Vorgegebener Text:

_ _ _

Ist die Schaffung einer deutschen Mode möglich?

IV. Was kann geschehen, um die Entstehung einer deutschen Mode zu fördern?

Wir sind weit entfernt davon, mit den kurzen nachstehenden Ausführungen irgendwelche maßgebende Vorschläge machen zu wollen. Wir sind überzeugt, daß wir überhaupt in der vorliegenden Denkschrift nichts weiter gegeben haben, als die allererste Anregung zur Einleitung und zum Beginn einer großen umfassenden Arbeit, welche nur geleistet werden kann, wenn sich alle Beteiligten einträchtlich zusammenfinden. Aber wir wollen doch wenigstens aussprechen, daß es notwendig ist, besondere und sachkundige Arbeit vorzunehmen, um einem Ziele, wie dem eben skizzierten, näher zu kommen.

_ _ _

Bereitgestelltes Material:
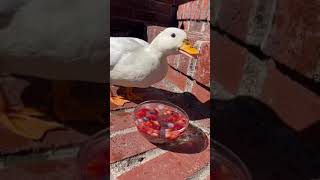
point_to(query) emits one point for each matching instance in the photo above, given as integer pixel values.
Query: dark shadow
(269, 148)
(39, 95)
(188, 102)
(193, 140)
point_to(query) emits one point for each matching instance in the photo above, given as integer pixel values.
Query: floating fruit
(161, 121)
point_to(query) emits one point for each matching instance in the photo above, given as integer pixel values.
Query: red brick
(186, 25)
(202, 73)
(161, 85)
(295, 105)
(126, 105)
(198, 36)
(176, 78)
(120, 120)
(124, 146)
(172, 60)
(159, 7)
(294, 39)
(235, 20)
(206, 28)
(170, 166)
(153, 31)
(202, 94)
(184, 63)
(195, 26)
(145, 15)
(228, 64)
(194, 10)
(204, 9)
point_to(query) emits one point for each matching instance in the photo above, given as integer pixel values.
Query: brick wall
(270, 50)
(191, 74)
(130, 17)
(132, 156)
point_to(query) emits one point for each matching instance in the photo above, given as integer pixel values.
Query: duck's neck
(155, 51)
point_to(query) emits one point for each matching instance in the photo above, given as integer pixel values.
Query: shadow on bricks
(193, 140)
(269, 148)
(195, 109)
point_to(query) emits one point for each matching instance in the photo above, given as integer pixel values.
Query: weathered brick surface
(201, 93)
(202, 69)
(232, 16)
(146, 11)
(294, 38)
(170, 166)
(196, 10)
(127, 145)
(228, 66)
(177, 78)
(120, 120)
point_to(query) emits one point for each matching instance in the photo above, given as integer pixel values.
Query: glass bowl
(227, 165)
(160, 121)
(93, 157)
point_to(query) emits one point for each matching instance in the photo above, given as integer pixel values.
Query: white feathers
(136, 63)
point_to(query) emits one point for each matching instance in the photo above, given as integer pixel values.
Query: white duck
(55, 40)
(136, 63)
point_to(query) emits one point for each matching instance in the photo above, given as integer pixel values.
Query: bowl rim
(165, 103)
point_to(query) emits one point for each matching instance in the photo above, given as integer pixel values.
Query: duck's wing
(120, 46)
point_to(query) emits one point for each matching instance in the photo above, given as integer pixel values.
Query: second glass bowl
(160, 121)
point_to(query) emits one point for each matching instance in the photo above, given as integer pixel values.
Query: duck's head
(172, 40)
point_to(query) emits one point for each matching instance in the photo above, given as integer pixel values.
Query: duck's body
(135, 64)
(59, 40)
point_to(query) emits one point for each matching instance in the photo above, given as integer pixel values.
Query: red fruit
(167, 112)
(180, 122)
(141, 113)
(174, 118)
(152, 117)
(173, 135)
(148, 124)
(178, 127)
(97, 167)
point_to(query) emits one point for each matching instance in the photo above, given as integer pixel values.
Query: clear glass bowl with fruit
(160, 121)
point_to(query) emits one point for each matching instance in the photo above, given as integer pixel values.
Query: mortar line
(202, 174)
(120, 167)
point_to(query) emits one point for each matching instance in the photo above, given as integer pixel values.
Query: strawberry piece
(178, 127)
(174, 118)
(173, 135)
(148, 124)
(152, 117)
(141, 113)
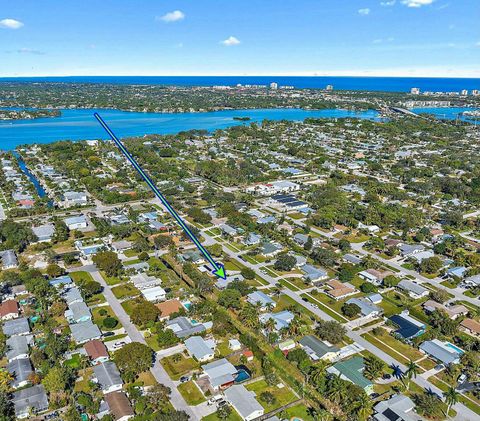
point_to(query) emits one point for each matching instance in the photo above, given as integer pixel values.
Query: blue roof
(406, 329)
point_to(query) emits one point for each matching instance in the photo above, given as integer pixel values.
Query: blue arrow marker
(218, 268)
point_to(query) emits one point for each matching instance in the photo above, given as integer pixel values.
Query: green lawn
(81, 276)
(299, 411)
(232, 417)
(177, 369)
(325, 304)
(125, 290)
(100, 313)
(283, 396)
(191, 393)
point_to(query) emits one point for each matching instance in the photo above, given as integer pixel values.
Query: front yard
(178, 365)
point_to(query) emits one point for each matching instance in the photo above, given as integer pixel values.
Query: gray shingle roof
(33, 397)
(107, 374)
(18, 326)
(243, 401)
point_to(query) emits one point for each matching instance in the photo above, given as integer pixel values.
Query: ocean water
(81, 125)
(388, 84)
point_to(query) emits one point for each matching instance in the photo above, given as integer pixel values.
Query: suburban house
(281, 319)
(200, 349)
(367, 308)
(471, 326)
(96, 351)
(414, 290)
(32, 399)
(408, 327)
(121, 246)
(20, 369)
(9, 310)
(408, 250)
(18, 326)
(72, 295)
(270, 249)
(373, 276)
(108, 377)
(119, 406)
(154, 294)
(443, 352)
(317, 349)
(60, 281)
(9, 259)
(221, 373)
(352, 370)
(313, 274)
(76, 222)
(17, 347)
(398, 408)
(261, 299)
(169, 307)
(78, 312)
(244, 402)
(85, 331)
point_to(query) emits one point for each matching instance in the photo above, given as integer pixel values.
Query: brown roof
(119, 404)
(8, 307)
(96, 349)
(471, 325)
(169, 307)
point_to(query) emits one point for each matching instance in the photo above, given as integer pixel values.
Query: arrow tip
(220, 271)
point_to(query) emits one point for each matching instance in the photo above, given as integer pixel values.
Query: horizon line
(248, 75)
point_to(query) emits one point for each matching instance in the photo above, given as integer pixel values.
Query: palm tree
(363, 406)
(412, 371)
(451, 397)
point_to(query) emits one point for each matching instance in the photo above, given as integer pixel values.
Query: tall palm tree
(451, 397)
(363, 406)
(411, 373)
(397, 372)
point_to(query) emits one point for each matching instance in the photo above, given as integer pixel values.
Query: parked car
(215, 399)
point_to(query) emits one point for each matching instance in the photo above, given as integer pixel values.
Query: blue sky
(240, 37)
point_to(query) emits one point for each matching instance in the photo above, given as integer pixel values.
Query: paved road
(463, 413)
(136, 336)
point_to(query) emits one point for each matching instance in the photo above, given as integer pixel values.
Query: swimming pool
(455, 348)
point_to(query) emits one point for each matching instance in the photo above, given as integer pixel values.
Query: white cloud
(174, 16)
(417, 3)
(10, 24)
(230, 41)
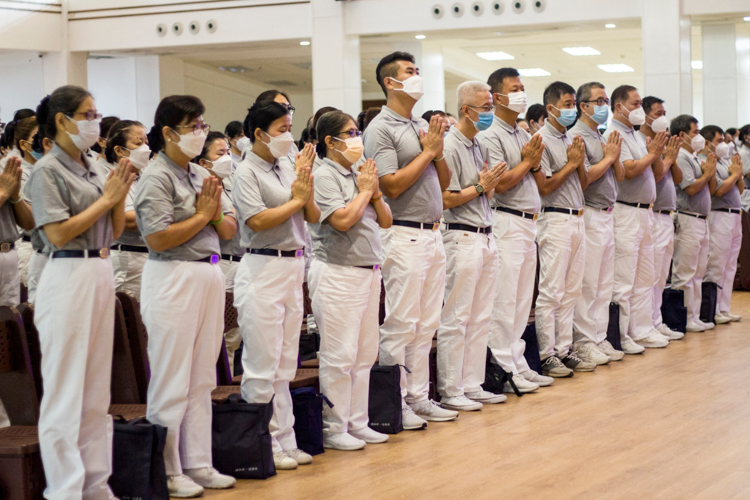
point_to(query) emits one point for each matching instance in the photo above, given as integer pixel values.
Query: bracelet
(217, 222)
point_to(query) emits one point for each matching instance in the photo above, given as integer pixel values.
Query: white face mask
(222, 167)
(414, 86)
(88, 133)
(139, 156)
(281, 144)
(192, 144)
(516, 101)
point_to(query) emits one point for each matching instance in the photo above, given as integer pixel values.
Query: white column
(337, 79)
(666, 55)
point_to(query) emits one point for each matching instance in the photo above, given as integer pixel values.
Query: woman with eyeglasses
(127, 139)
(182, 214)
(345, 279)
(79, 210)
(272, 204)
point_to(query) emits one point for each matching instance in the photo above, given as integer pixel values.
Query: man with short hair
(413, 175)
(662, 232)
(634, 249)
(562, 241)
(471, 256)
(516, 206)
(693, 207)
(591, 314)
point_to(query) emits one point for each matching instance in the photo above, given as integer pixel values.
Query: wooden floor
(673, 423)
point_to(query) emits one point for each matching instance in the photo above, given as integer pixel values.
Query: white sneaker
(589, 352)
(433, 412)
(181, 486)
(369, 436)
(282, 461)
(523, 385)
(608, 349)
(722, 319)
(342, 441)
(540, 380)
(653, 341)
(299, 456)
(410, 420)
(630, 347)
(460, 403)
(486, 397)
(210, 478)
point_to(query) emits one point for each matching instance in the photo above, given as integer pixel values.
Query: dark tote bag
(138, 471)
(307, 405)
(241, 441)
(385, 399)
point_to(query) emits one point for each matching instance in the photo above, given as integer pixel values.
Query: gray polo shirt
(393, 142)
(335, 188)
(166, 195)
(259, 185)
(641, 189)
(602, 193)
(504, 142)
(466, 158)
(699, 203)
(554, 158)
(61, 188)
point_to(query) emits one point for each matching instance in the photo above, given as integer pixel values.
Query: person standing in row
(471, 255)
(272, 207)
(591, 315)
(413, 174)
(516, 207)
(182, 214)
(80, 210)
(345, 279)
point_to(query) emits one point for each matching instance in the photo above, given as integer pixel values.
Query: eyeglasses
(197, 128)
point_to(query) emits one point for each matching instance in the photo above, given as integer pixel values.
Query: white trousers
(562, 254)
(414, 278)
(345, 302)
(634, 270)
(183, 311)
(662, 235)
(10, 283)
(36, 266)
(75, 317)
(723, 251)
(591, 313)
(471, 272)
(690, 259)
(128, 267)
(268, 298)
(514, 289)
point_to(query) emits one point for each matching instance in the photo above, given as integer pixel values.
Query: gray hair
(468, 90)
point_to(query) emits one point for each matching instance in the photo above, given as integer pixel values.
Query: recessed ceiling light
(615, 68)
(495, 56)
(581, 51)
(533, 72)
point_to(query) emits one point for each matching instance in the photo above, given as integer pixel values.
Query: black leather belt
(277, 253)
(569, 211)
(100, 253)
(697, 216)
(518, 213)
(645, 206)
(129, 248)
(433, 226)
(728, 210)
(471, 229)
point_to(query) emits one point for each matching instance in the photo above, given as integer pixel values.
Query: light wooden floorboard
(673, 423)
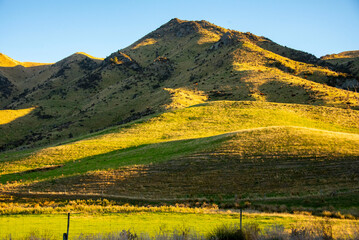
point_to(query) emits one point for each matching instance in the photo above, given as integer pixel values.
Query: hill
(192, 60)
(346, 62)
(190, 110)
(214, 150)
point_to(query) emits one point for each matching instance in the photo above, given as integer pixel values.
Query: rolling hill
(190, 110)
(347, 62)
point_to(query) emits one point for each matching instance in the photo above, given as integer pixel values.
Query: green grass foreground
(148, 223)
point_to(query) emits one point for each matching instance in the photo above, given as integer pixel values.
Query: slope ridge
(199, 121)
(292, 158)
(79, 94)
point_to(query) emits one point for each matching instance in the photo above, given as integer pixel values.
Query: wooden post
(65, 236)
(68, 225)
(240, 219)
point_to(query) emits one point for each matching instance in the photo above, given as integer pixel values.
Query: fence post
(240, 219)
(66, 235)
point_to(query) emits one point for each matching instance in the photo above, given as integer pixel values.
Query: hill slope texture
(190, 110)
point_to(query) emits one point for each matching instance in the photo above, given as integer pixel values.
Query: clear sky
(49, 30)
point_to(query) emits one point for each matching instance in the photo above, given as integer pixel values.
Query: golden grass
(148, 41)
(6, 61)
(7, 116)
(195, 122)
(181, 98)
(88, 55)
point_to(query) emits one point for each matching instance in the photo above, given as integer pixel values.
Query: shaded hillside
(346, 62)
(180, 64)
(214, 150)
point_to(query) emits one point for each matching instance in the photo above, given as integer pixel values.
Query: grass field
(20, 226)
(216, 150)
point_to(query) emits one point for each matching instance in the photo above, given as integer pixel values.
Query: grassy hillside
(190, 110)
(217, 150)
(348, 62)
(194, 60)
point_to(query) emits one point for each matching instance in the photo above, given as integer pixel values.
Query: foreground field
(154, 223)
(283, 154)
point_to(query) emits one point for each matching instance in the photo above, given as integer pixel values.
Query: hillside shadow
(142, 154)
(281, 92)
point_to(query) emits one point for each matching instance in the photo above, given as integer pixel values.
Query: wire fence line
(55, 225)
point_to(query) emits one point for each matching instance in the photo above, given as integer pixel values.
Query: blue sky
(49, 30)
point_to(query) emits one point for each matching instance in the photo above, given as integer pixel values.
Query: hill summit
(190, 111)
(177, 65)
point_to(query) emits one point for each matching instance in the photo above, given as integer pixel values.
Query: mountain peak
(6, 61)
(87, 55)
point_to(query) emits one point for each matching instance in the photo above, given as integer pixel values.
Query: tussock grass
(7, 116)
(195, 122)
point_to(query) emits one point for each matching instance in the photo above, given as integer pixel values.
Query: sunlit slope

_ _ _

Aufgaben:
a – Unter welcher Bedingung kann die große, umfassende Arbeit laut dem Text über die deutsche Mode geleistet werden?
b – Übertragen Sie aus dem Text über die deutsche Mode wortgetreu den Abschnitt, der bei „Ist die Schaffung“ beginnt und bei „näher zu kommen.“ endet.
c – Greifen Sie den Text über die deutsche Mode nach seinem letzten Satz auf und führen Sie ihn weiter.

Antworten:
a – Nur wenn sich alle Beteiligten einträchtlich zusammenfinden.

b –
Ist die Schaffung einer deutschen Mode möglich?

IV. Was kann geschehen, um die Entstehung einer deutschen Mode zu fördern?

Wir sind weit entfernt davon, mit den kurzen nachstehenden Ausführungen irgendwelche maßgebende Vorschläge machen zu wollen. Wir sind überzeugt, daß wir überhaupt in der vorliegenden Denkschrift nichts weiter gegeben haben, als die allererste Anregung zur Einleitung und zum Beginn einer großen umfassenden Arbeit, welche nur geleistet werden kann, wenn sich alle Beteiligten einträchtlich zusammenfinden. Aber wir wollen doch wenigstens aussprechen, daß es notwendig ist, besondere und sachkundige Arbeit vorzunehmen, um einem Ziele, wie dem eben skizzierten, näher zu kommen.

c –
Es ist fraglos, daß die Pariser Interessenten, nachdem der Glanz des zweiten Kaiserreichs und die Schönheit der Kaiserin Eugenie verblichen ist, zielbewußt auf Erhaltung ihres gewaltigen Modemarktes hingearbeitet haben und hinarbeiten. Es wird eines besonderen Studiums an Ort und Stelle bedürfen, um die Menge der Maßregeln und Veranstaltungen kennen und würdigen zu lernen, welche alle auf diesen Endzweck hinauslaufen. Es sind oben schon einige dieser Veranstaltungen angeführt, und es wäre leicht, sie um einige weitere zu vermehren. Wir sind im allgemeinen keine Freunde der Weltausstellungen, aber es ist zweifellos, daß, wie ihre Vorgängerin, so auch die Weltausstellung des Jahres 1900 Paris in dieser Beziehung außerordentlich günstig gewesen ist. Noch immer ist Paris auch der Sitz ungezählter internationalen Vereinigungen und Kongresse; wir haben auf diesem Gebiete noch vielerlei nachzuholen.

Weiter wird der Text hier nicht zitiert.